▶ [TASK REQUIREMENTS]
**a)** Can you update the Meek v. Allison opinion, starting at "Isaac M. Allison contested" and ending at "the undistributed amount.", with "misapplication" swapped for "misuse"?
**b)** According to the Meek v. Allison opinion, how much did Isaac M. Allison pay in attorneys' fees to contest the probate of the will?
**c)** Could you pick up the Meek v. Allison opinion from where it stops?

▶ [DOCUMENT EXCERPT]

Meek v. Allison

67 Ill. 46 | Ill. | 1873

Mr. Justice Thornton

delivered the opinion of the Court:

In April, 1864, Daniel Allison died, having left a last will and testament. In May following the will was presented for probate and rejected, and no appeal having been taken from the judgment of the court rejecting the will, Isaac M. Allison was, in July, duly appointed administrator, and letters were issued to him.

A day for the presentation of claims was fixed upon; debts were allowed and paid; a partial distribution was made to the heirs, and a report submitted to the court and approved.

After these acts the executor named in the will presented it for probate, and, after protracted litigation, it was admitted to probate in 1868.

Isaac M. Allison contested the probate of the will, and paid $511 as fees to attorneys. He was interested in opposing the will because he was greatly benefited by its rejection.

He having died, his estate is charged with the amount paid to the heirs of the testator; and it is contended that there was a misapplication of the funds, as his letters were void ab initio.

It is agreed that there is an amount in the hands of appellees, as administrators of Isaac Allison, even if there was no misapplication of the moneys, and interest is claimed upon this amount.

On the part of appellees it is insisted that the amount paid for attorneys’ fees in contesting the will should be deducted from the undistributed amount.

The letters issued to Isaac M. Allison were not void—only voidable. This is not a direct proceeding to test the validity of the letters; but the acts of the administrator are collaterally questioned. The probate court had jurisdiction of the subject matter, and, upon proper, representations having been made, full authority to issue the letters. They must, under such circumstances, be regarded as a protection to the administrator.

We shall not follow the line of argument on the part of counsel, and inquire as to the rule of the common law in such a case. We are of opinion that the question presented is settled by the provisions of our statute and the decisions of this court.

When a petition was presented and all the facts required by the statute recited therein, the court obtained jurisdiction to issue letters. The administrator was, then, at least an officer de fado, and appointed to perform certain specified duties. It was his duty to administer the estate according to law; to pay debts and to make distribution of .the remainder of the assets in his hands to the heirs. He was liable upon his bond for the non-performance of the duties imposed upon him. It is alike unreasonable and in violation of every principle of right and justice to hold him liable for acts which were in compliance with the law.

(Part of a data file)
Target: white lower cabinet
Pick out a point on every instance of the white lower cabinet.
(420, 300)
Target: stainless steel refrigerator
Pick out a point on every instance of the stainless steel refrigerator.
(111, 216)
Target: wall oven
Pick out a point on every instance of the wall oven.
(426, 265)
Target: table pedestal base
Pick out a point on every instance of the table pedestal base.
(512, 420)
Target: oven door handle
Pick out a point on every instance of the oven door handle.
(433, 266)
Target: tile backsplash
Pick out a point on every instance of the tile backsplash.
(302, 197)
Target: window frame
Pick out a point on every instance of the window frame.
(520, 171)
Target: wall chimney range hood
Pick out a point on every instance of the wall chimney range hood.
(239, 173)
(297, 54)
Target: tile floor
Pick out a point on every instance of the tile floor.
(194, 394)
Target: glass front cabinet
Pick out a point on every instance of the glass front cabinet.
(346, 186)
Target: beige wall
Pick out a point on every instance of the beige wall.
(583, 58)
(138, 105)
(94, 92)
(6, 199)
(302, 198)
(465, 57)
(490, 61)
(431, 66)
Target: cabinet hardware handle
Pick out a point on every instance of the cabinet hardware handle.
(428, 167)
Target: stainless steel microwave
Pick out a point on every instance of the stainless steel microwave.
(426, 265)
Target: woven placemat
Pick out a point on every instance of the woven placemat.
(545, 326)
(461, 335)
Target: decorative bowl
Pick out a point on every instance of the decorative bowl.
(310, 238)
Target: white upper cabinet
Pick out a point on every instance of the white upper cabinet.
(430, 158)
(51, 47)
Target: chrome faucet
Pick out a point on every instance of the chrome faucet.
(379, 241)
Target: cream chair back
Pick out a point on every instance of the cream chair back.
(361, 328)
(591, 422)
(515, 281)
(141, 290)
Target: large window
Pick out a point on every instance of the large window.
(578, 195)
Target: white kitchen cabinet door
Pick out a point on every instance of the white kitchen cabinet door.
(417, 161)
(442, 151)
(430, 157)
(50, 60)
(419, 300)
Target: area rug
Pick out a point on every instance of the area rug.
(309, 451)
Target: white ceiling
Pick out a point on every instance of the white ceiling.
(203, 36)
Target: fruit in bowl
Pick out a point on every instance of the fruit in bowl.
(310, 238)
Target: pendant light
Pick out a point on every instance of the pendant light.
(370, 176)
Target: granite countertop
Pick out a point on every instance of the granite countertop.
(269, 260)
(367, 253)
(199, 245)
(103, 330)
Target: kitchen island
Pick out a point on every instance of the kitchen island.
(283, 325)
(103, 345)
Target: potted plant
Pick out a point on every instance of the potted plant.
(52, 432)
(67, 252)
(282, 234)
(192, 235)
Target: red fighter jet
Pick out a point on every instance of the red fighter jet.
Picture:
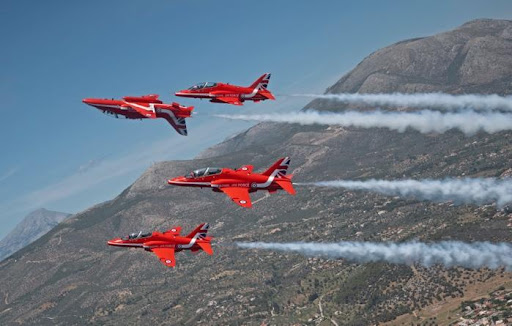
(144, 107)
(230, 94)
(164, 245)
(237, 184)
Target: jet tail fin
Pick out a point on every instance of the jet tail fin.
(287, 186)
(206, 246)
(279, 168)
(267, 94)
(200, 231)
(262, 82)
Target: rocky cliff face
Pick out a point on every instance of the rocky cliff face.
(31, 228)
(70, 276)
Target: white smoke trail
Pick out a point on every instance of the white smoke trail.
(469, 122)
(423, 100)
(447, 253)
(460, 191)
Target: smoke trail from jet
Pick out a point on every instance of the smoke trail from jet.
(446, 253)
(426, 121)
(460, 191)
(423, 100)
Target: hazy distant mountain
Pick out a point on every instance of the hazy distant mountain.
(70, 276)
(31, 228)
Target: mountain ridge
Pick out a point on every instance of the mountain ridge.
(31, 228)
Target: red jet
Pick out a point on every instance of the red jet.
(237, 184)
(144, 107)
(230, 94)
(164, 245)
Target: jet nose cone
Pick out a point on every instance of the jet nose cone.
(176, 180)
(114, 242)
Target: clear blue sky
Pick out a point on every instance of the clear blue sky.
(60, 154)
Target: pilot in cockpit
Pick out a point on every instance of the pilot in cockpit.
(137, 235)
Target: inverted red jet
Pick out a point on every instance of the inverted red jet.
(144, 107)
(165, 244)
(237, 184)
(230, 94)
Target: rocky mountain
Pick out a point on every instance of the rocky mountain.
(70, 276)
(31, 228)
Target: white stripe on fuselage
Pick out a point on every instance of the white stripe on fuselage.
(191, 183)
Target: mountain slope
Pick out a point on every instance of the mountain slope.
(70, 276)
(31, 228)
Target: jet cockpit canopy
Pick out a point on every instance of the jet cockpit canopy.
(137, 235)
(204, 172)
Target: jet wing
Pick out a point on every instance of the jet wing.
(246, 168)
(179, 124)
(238, 195)
(148, 112)
(166, 256)
(229, 100)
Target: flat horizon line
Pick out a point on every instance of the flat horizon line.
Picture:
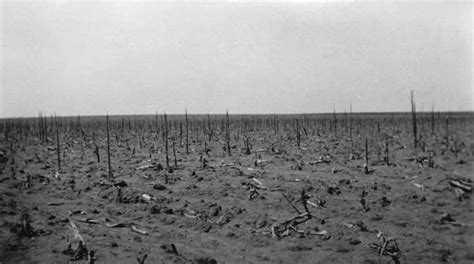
(242, 114)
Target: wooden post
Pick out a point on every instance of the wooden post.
(187, 131)
(335, 120)
(413, 113)
(58, 151)
(110, 176)
(227, 132)
(166, 140)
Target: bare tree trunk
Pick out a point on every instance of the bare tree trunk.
(187, 131)
(166, 141)
(413, 113)
(108, 150)
(227, 134)
(57, 144)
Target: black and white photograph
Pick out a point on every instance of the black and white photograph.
(203, 132)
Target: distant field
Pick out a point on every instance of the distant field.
(306, 188)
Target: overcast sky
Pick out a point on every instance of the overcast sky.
(86, 58)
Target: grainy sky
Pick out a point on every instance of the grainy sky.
(71, 57)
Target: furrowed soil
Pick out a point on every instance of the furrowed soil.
(215, 208)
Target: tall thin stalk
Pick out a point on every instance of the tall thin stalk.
(335, 120)
(110, 176)
(187, 131)
(166, 140)
(227, 133)
(413, 113)
(58, 151)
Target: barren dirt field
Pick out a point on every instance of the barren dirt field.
(295, 189)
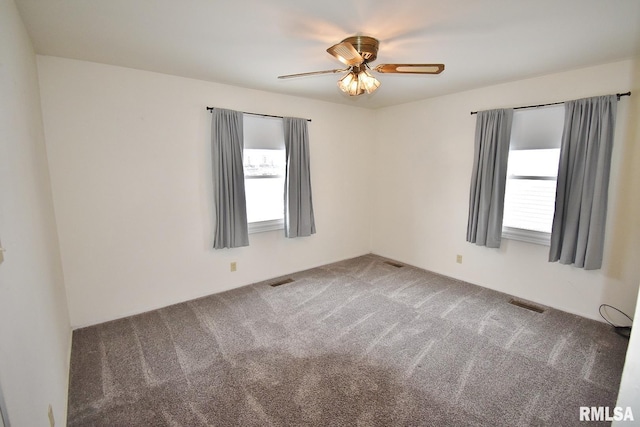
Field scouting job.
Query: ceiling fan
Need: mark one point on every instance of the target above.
(356, 53)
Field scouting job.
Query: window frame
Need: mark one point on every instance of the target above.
(272, 224)
(522, 234)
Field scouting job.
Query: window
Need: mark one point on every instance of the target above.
(532, 170)
(264, 170)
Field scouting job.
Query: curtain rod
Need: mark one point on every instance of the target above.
(619, 95)
(256, 114)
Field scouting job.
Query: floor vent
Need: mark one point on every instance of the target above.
(281, 282)
(394, 264)
(526, 305)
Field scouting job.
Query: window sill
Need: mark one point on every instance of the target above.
(529, 236)
(263, 226)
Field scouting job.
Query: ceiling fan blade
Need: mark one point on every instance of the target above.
(410, 68)
(346, 53)
(312, 73)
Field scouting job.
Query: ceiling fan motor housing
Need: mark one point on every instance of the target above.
(366, 46)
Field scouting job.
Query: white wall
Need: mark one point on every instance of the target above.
(129, 155)
(34, 325)
(423, 159)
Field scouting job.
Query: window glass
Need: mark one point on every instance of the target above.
(264, 170)
(532, 170)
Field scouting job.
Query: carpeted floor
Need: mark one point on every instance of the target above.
(355, 343)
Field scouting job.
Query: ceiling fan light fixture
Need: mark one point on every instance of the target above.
(358, 81)
(367, 81)
(349, 84)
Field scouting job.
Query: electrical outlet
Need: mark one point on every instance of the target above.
(52, 421)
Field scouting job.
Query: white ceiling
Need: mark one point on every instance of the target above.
(248, 43)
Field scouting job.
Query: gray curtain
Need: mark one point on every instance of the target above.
(298, 204)
(228, 179)
(577, 236)
(489, 177)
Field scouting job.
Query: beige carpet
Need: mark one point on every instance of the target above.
(355, 343)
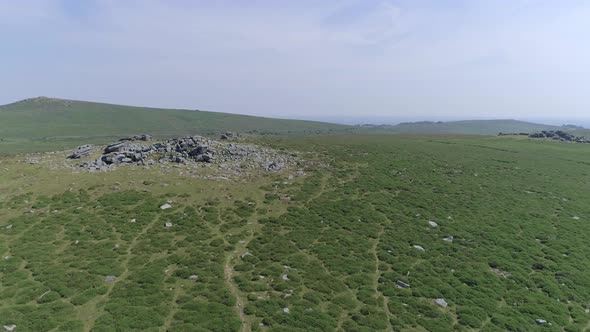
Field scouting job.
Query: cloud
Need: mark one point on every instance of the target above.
(301, 57)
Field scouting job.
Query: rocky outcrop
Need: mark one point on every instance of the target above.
(228, 135)
(559, 135)
(186, 150)
(81, 152)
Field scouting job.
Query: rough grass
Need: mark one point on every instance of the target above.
(328, 247)
(46, 124)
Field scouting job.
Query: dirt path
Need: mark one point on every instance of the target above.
(228, 272)
(90, 309)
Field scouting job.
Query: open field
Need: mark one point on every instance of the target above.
(48, 124)
(320, 252)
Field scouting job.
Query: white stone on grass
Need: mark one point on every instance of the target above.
(449, 239)
(441, 302)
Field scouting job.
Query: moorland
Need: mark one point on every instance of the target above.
(366, 232)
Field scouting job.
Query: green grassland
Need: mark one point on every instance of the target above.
(316, 253)
(466, 127)
(47, 124)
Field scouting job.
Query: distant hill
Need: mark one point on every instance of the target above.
(466, 127)
(46, 124)
(56, 122)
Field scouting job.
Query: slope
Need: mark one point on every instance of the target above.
(49, 123)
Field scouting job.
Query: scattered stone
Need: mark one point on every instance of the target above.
(188, 150)
(81, 152)
(228, 135)
(402, 284)
(441, 302)
(559, 135)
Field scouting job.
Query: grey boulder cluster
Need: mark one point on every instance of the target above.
(559, 135)
(137, 150)
(82, 151)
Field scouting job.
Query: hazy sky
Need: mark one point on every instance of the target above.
(305, 58)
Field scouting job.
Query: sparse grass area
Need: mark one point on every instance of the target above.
(318, 253)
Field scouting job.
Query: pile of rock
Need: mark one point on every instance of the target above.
(559, 135)
(185, 150)
(81, 152)
(228, 135)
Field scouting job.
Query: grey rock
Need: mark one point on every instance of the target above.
(81, 152)
(402, 284)
(115, 147)
(441, 302)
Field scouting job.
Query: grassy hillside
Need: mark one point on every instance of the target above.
(39, 124)
(323, 252)
(467, 127)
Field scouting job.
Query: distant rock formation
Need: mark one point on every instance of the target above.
(559, 135)
(81, 152)
(191, 149)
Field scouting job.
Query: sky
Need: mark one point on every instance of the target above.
(329, 59)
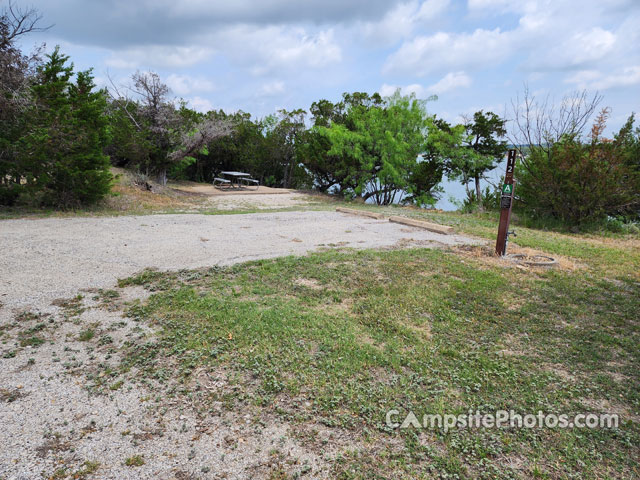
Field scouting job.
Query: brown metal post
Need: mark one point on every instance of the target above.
(506, 200)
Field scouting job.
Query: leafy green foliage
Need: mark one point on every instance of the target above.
(59, 159)
(480, 150)
(578, 182)
(369, 148)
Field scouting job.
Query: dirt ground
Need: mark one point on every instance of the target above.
(55, 272)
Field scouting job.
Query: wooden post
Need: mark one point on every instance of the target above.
(506, 200)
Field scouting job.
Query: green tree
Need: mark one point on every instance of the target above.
(60, 156)
(579, 181)
(482, 150)
(376, 143)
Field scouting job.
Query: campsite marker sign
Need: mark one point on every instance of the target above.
(506, 200)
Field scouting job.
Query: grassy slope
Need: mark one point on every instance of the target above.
(336, 339)
(339, 338)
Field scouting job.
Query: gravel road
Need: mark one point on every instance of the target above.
(55, 426)
(46, 259)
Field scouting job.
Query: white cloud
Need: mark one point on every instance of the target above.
(186, 85)
(449, 51)
(158, 56)
(582, 48)
(276, 47)
(387, 90)
(450, 81)
(200, 104)
(402, 21)
(272, 88)
(596, 80)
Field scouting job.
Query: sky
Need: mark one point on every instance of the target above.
(259, 56)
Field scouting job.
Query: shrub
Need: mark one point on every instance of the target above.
(580, 182)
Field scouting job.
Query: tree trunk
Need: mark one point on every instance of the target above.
(478, 193)
(161, 178)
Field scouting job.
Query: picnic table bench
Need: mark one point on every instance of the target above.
(230, 179)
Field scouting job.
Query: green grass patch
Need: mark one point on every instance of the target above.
(342, 338)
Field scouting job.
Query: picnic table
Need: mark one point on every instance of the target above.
(231, 179)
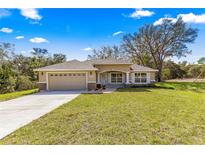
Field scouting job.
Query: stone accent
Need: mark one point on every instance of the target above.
(91, 86)
(41, 86)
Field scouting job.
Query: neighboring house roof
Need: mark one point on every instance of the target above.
(109, 61)
(136, 67)
(68, 66)
(88, 65)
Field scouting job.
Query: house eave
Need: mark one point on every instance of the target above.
(61, 70)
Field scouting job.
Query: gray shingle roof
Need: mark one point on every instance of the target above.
(89, 65)
(69, 65)
(108, 61)
(136, 67)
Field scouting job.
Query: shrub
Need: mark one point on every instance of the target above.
(7, 82)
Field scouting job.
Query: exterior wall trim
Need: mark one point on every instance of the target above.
(112, 71)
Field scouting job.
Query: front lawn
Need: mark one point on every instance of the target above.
(8, 96)
(128, 116)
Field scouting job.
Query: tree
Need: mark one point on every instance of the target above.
(5, 50)
(107, 52)
(59, 58)
(201, 60)
(160, 42)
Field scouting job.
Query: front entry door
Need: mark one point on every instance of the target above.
(116, 77)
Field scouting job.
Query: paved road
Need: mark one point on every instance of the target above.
(21, 111)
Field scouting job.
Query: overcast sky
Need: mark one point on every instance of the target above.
(75, 32)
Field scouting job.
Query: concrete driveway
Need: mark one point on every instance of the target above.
(21, 111)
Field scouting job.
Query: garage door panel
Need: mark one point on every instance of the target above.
(67, 81)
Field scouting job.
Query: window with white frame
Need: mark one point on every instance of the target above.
(140, 77)
(116, 77)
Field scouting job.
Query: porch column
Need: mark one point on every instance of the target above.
(98, 78)
(127, 78)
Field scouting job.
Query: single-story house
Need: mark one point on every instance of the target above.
(74, 74)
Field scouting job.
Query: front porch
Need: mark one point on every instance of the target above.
(119, 78)
(112, 78)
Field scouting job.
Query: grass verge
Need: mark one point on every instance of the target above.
(8, 96)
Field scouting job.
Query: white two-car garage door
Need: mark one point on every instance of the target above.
(66, 81)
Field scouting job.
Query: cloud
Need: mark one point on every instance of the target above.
(4, 13)
(23, 52)
(141, 13)
(6, 30)
(19, 37)
(31, 13)
(117, 33)
(159, 22)
(192, 18)
(38, 40)
(88, 49)
(188, 18)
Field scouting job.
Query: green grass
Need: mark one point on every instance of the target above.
(128, 116)
(193, 86)
(8, 96)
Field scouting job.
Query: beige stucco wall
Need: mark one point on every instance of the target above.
(152, 76)
(123, 68)
(91, 76)
(62, 82)
(42, 76)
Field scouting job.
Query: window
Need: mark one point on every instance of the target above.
(116, 77)
(140, 77)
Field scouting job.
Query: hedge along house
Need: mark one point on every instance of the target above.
(81, 75)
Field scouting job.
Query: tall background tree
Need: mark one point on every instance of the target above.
(157, 43)
(16, 70)
(107, 52)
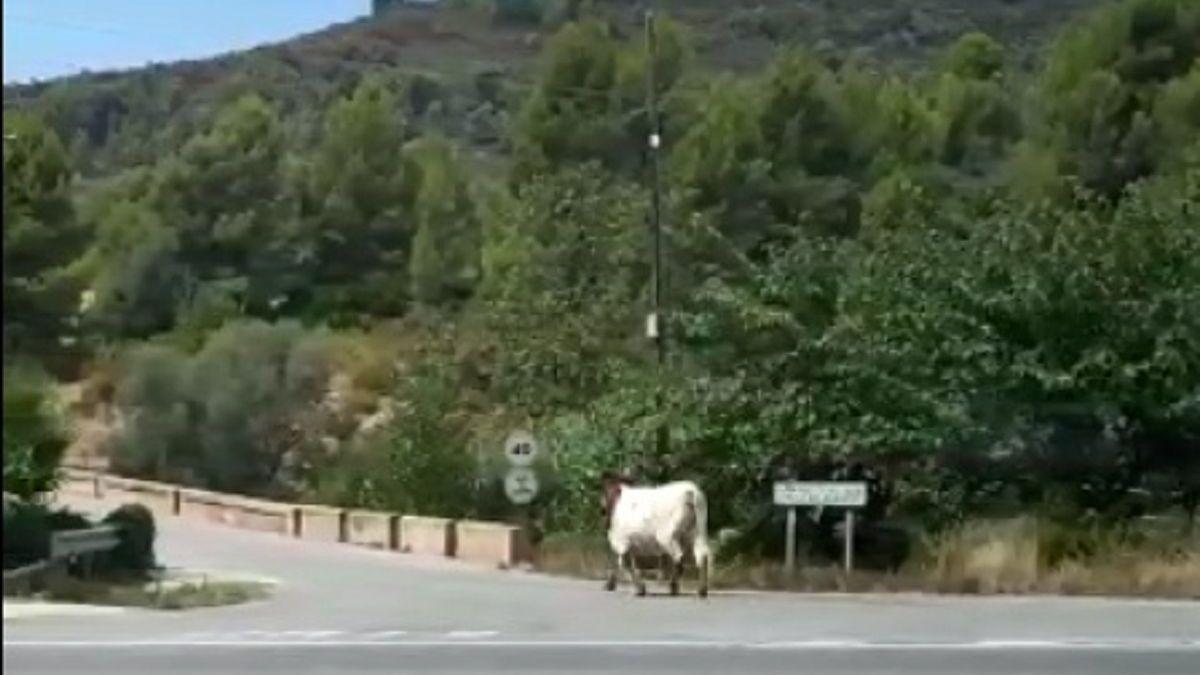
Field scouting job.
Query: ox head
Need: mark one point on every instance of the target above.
(612, 483)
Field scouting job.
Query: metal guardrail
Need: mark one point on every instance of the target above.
(67, 547)
(71, 543)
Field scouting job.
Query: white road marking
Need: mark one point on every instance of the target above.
(387, 634)
(811, 645)
(471, 634)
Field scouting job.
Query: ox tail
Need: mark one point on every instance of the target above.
(701, 550)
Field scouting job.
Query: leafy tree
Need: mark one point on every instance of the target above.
(223, 198)
(564, 272)
(141, 280)
(232, 416)
(354, 207)
(41, 237)
(588, 101)
(444, 264)
(34, 438)
(1102, 81)
(423, 463)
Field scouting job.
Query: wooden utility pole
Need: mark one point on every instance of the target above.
(657, 324)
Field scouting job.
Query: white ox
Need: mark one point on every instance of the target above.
(666, 520)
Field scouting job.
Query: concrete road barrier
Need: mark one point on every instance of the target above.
(79, 484)
(427, 536)
(490, 543)
(160, 497)
(318, 523)
(373, 529)
(237, 512)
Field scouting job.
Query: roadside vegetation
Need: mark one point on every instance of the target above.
(970, 276)
(180, 596)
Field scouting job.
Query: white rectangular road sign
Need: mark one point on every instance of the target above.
(832, 494)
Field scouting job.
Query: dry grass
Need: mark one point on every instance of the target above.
(149, 596)
(985, 557)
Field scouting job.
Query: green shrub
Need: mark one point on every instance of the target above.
(33, 435)
(28, 529)
(27, 535)
(135, 553)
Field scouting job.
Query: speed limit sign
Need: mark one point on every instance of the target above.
(521, 448)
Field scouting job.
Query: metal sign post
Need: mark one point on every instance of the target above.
(790, 555)
(791, 494)
(850, 541)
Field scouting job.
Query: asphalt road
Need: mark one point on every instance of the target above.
(340, 609)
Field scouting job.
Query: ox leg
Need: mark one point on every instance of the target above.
(635, 574)
(675, 559)
(613, 569)
(703, 565)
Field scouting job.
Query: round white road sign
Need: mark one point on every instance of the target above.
(521, 485)
(521, 448)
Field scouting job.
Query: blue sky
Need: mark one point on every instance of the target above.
(47, 39)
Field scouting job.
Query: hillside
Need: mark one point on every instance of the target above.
(963, 266)
(465, 67)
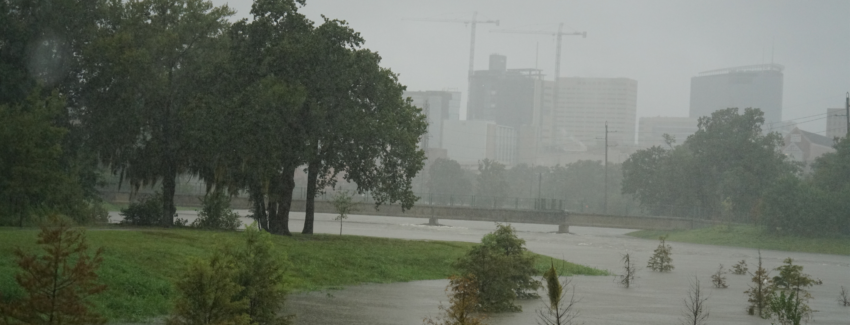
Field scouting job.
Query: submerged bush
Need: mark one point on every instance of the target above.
(215, 212)
(503, 269)
(146, 212)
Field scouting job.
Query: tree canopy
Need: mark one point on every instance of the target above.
(727, 165)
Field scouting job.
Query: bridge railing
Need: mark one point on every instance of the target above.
(192, 187)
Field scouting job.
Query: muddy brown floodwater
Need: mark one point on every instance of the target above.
(654, 298)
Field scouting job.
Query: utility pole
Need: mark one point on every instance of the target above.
(539, 183)
(605, 208)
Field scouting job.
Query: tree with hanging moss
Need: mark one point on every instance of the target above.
(661, 260)
(559, 310)
(206, 294)
(463, 301)
(58, 284)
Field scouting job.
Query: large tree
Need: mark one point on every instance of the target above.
(356, 122)
(41, 61)
(259, 137)
(147, 75)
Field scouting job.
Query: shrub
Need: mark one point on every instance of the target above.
(344, 205)
(58, 284)
(718, 279)
(740, 268)
(628, 277)
(502, 268)
(236, 286)
(558, 311)
(262, 275)
(463, 300)
(146, 212)
(791, 305)
(696, 312)
(786, 310)
(760, 291)
(206, 294)
(215, 212)
(661, 260)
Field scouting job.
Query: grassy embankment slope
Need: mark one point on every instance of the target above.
(140, 265)
(752, 237)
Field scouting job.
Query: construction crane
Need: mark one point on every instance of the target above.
(472, 23)
(559, 34)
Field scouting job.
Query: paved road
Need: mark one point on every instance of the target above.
(654, 299)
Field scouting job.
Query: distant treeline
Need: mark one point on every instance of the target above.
(731, 170)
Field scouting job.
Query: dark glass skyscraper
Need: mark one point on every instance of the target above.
(756, 86)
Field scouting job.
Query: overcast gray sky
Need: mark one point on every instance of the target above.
(661, 44)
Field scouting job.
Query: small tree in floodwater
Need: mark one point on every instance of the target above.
(629, 268)
(740, 268)
(558, 311)
(843, 297)
(463, 301)
(344, 205)
(58, 284)
(718, 279)
(503, 270)
(696, 312)
(790, 306)
(759, 291)
(661, 260)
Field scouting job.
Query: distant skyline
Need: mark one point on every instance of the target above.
(661, 44)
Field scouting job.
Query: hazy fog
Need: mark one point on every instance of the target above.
(661, 44)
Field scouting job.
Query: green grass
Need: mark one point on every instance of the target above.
(141, 264)
(752, 237)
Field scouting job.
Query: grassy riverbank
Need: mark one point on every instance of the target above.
(140, 265)
(752, 237)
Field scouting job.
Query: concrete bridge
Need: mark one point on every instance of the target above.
(562, 219)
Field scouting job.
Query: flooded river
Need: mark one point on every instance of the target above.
(655, 298)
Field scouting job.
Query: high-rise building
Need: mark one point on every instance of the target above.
(438, 106)
(585, 105)
(836, 122)
(651, 130)
(469, 142)
(502, 95)
(756, 86)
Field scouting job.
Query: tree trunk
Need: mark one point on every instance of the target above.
(169, 183)
(258, 201)
(309, 210)
(287, 186)
(272, 223)
(281, 191)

▶ [ANSWER SET]
**a)**
Isaac M. Allison contested the probate of the will, and paid $511 as fees to attorneys. He was interested in opposing the will because he was greatly benefited by its rejection.

He having died, his estate is charged with the amount paid to the heirs of the testator; and it is contended that there was a misuse of the funds, as his letters were void ab initio.

It is agreed that there is an amount in the hands of appellees, as administrators of Isaac Allison, even if there was no misuse of the moneys, and interest is claimed upon this amount.

On the part of appellees it is insisted that the amount paid for attorneys’ fees in contesting the will should be deducted from the undistributed amount.

**b)** $511

**c)**
No bad faith is imputed to the administrator in making distribution. On the contrary, the will had been presented and its probate refused. No appeal was taken from the refusal, and then the letters were granted. The executor and parties interested in proving the will remained quiescent for fifteen months, and then the will was again offered for probate. The statute certainly never intended that creditors and distributees should be compelled to wait an indefinite time for the executor or legatees to prove the will. Such a construction of the statute would postpone for twenty years any administration upon an estate, if a will existed, under the severe penalty resulting from a misapplication of the assets and a mal-ad ministration.

The statute clearly indicates that letters of administration issued under such circumstances are only voidable.

Section 71, (R. S. 1845, p. 551,) provides as follows: “If, at any time after letters of administration have been granted, a will of the deceased shall be produced and probate thereof granted according to law, such letters of administration shall be revoked and repealed, and letters testamentary, or of administration, with the will annexed, shall be granted in the same manner as if'the former letters had not been obtained.”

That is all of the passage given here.